╭─ Source records

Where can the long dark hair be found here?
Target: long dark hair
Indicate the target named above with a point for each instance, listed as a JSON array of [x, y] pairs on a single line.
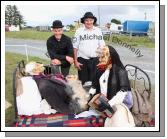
[[115, 57]]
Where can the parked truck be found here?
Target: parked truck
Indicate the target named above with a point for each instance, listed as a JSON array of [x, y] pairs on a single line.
[[134, 28]]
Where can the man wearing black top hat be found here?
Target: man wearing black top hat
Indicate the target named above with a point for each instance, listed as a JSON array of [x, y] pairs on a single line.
[[86, 41], [60, 48]]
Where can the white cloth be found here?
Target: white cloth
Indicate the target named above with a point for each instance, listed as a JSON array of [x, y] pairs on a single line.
[[118, 98], [92, 91], [30, 101], [121, 118], [87, 41], [104, 82]]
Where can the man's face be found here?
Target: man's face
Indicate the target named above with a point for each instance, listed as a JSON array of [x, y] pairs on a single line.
[[58, 32], [89, 23]]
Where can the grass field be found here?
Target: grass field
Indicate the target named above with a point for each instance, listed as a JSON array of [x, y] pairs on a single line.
[[38, 35], [11, 61], [33, 34]]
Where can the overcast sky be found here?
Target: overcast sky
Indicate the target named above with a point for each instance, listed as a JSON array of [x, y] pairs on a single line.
[[36, 15]]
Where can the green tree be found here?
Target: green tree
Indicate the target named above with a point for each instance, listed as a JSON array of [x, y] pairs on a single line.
[[115, 21]]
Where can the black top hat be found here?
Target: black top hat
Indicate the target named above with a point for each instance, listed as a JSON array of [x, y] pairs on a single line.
[[57, 24], [88, 15]]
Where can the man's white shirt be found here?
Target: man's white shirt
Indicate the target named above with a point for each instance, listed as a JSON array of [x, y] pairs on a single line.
[[87, 41]]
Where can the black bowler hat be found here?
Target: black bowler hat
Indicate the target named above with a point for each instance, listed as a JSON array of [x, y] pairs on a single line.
[[88, 15], [57, 24]]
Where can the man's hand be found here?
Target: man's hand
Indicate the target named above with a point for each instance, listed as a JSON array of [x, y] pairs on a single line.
[[55, 62], [78, 65], [70, 59]]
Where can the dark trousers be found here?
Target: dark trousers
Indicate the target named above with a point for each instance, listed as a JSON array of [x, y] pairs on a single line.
[[64, 70], [88, 69]]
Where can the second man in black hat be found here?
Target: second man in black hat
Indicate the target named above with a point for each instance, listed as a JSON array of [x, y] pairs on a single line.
[[60, 48]]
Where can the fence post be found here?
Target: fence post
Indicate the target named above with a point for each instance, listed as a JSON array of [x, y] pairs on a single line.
[[26, 52]]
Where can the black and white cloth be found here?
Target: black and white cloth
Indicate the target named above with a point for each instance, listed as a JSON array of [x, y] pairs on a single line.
[[86, 41]]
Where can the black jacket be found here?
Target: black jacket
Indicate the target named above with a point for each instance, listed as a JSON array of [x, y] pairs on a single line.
[[118, 80], [60, 49]]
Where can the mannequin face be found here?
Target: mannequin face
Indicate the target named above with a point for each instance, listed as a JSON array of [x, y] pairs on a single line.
[[39, 68], [104, 55], [89, 23], [34, 68], [58, 33]]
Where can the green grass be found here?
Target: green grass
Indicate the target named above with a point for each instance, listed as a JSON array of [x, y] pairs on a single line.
[[33, 34], [11, 61]]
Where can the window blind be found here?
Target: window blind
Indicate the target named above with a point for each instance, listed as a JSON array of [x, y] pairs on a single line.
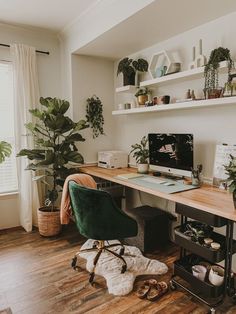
[[8, 174]]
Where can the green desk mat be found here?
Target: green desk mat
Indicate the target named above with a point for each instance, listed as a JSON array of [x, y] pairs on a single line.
[[177, 187]]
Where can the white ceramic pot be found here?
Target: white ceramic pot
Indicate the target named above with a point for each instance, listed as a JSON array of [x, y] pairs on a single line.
[[216, 275], [199, 271], [143, 168]]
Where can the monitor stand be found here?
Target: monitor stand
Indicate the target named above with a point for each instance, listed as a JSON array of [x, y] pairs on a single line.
[[167, 175]]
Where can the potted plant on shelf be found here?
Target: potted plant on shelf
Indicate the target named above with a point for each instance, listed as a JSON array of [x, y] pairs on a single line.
[[55, 135], [5, 151], [129, 67], [211, 72], [142, 95], [94, 115], [231, 171], [141, 154]]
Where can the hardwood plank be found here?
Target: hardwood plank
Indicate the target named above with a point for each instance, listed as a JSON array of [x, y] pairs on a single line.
[[36, 278]]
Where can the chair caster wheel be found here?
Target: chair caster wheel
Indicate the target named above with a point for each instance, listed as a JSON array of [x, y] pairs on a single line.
[[122, 251], [73, 262], [91, 277], [173, 286], [124, 268]]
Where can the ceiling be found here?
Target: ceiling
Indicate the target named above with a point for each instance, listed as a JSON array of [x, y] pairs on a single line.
[[49, 14], [158, 21]]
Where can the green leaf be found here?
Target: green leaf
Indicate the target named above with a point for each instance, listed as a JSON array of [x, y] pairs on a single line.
[[36, 178], [64, 107], [5, 151], [74, 138], [32, 154], [36, 113], [49, 158]]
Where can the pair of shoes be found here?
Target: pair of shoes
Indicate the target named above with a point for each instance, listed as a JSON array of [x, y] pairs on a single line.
[[152, 290]]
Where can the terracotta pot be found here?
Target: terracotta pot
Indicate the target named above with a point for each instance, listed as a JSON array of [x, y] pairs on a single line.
[[49, 223], [143, 168], [213, 93], [142, 99]]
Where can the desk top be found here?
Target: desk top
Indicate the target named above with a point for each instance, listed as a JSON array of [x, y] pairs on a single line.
[[207, 198]]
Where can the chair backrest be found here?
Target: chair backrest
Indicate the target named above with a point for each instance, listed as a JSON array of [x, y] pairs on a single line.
[[97, 216]]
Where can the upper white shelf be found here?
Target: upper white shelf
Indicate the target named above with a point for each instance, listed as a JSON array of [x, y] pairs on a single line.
[[183, 105], [181, 76], [127, 89]]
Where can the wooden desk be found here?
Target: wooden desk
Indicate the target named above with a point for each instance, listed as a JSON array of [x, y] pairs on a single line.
[[206, 198]]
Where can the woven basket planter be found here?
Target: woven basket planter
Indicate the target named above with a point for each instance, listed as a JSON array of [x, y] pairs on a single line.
[[49, 223]]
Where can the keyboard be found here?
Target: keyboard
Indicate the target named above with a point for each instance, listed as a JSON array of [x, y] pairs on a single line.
[[157, 181]]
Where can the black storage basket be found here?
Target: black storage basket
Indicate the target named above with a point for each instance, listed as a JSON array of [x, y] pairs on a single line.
[[209, 254], [200, 215]]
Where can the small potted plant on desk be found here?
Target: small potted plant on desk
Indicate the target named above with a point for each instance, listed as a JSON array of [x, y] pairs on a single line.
[[231, 171], [141, 154], [142, 95], [55, 135], [129, 67], [211, 72]]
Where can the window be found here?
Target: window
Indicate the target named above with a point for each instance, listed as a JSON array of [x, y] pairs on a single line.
[[8, 175]]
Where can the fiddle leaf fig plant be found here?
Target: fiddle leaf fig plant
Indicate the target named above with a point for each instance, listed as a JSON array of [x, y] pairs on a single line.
[[5, 151], [55, 136], [94, 115]]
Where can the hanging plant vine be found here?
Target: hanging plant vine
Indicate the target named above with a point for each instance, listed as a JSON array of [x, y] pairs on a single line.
[[211, 70], [94, 115]]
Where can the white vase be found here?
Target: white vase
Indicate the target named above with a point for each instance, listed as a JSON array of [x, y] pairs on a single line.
[[143, 168]]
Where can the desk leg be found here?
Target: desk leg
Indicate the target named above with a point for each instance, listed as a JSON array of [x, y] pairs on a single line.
[[228, 257], [183, 220]]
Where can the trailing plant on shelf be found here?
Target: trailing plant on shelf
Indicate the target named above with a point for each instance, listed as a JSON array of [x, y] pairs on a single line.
[[141, 154], [142, 91], [231, 172], [94, 115], [5, 151], [129, 67], [142, 95], [211, 71]]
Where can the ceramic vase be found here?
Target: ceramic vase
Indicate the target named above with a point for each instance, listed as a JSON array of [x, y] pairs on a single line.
[[143, 168]]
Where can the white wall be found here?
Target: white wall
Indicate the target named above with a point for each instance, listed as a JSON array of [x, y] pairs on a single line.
[[209, 125], [50, 85], [93, 76]]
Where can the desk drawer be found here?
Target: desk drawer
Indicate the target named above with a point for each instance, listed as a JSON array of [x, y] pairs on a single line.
[[200, 215]]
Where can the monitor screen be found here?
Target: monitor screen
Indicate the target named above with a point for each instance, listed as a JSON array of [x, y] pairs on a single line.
[[172, 153]]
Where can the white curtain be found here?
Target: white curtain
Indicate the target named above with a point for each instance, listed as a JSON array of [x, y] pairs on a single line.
[[26, 96]]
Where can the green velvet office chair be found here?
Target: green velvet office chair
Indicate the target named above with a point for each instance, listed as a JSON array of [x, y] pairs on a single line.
[[98, 217]]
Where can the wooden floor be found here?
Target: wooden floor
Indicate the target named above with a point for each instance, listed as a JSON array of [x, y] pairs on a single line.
[[36, 278]]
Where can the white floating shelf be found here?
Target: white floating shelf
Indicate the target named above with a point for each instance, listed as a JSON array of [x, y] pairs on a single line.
[[127, 89], [181, 76], [183, 105]]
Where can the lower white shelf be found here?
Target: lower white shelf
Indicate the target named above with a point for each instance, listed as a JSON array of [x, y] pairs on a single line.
[[183, 105]]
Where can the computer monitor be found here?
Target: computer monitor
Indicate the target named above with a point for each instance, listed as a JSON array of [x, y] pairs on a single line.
[[171, 153]]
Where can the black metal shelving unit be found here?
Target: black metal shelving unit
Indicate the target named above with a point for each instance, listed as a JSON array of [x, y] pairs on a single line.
[[182, 276]]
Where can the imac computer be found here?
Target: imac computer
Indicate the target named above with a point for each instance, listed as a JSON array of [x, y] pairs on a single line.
[[171, 153]]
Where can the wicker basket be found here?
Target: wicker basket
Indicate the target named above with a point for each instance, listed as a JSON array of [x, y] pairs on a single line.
[[49, 223]]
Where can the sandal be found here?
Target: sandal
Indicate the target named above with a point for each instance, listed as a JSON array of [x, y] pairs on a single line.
[[143, 289], [157, 290]]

╰─

**What you are asked to do**
An answer consisting of the number alone is required: how many lines in the entries hold the string "hand"?

**Answer for this exercise**
2